*** Opening Records provided ***

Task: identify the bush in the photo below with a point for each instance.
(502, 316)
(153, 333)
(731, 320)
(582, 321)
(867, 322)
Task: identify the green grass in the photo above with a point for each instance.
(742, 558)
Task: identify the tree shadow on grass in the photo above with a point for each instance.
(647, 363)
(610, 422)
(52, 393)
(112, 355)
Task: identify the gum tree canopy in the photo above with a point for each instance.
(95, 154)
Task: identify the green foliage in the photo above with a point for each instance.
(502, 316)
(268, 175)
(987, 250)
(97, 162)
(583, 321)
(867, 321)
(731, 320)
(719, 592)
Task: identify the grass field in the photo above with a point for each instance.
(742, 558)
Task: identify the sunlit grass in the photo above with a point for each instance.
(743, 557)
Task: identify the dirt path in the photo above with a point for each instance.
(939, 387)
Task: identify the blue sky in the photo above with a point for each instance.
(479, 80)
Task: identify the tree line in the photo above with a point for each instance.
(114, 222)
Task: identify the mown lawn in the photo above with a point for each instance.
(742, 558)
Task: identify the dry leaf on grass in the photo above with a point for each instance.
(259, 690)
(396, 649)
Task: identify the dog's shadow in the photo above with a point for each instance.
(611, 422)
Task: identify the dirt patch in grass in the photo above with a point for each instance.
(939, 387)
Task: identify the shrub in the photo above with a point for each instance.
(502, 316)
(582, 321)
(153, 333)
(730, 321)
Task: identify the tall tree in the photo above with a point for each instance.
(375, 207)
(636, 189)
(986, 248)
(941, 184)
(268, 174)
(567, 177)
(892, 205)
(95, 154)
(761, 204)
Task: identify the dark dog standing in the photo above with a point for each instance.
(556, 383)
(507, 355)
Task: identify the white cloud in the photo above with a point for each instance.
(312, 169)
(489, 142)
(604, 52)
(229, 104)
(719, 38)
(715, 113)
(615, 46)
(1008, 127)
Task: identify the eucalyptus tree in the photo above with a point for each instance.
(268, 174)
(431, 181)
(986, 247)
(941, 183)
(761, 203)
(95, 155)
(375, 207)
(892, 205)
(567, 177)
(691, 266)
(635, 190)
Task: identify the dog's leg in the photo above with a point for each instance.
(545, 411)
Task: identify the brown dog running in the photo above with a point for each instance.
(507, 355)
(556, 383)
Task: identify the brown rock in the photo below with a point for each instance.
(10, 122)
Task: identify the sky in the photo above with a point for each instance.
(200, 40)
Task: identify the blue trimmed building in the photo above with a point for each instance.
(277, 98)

*** Closing Records provided ***

_What to produce_
Each record above needs to be given again exactly as written.

_Problem solution_
Task: identify the bush in the photo below with a point for each instance.
(502, 316)
(153, 333)
(731, 320)
(582, 321)
(867, 322)
Task: identify the green grass in the photo above with a point for each instance.
(742, 558)
Task: identify the tree shadow on grass in the photo above with a point for each instance.
(647, 363)
(610, 422)
(52, 393)
(112, 355)
Task: identify the gum tree canopy in the photo above with a point for each instance.
(95, 154)
Task: identify the green foliage in the photo above with a point for each instance.
(502, 316)
(268, 175)
(987, 250)
(97, 162)
(583, 321)
(867, 321)
(731, 320)
(719, 592)
Task: identify the grass field in the photo above with a point for each instance.
(742, 558)
Task: identify the sunlit grass in the photo above with a point for each instance.
(743, 557)
Task: identify the dirt path in the photo above with a point for each instance.
(939, 387)
Task: identify the blue sky in the photo above with a point for each instance.
(479, 80)
Task: identify the tree line in the photo above with a point for each instance.
(114, 222)
Task: identify the mown lawn in the photo above with a point for each instance.
(742, 558)
Task: identify the dry leaf on grass in the photo above with a point for each instance.
(259, 690)
(396, 649)
Task: identify the dog's shadow in the photo above with a point for each instance.
(611, 422)
Task: identify the dirt patch in grass in the photo above with a point for each instance.
(939, 387)
Task: identify the shrub in the photo above with a point for each instance.
(502, 316)
(582, 321)
(153, 333)
(730, 321)
Task: identify the tall tree in the photo above with a point for each instance.
(375, 207)
(636, 189)
(986, 248)
(941, 184)
(268, 174)
(567, 177)
(892, 205)
(95, 154)
(761, 204)
Task: identify the dark dog standing in the photo above with a point for each instance.
(556, 383)
(507, 355)
Task: identify the white cloud in the photo above with a point for each instance.
(312, 169)
(489, 142)
(604, 52)
(229, 104)
(719, 38)
(715, 113)
(615, 46)
(1008, 127)
Task: identify the eucalyptus tree in the photo above with a point for each instance.
(268, 174)
(431, 181)
(986, 247)
(941, 183)
(761, 203)
(95, 155)
(375, 207)
(892, 205)
(567, 177)
(691, 266)
(635, 190)
Task: identify the dog's leg in the photo above with a point for each instance.
(545, 411)
Task: identify the brown dog running in the photo above with a point for each instance.
(507, 355)
(556, 383)
Task: identify the brown rock in the photo below with a point for each instance.
(10, 122)
Task: identify the sky in the photo above with a point for each instance.
(200, 40)
Task: identify the blue trimmed building in the photo above with a point for each instance.
(277, 98)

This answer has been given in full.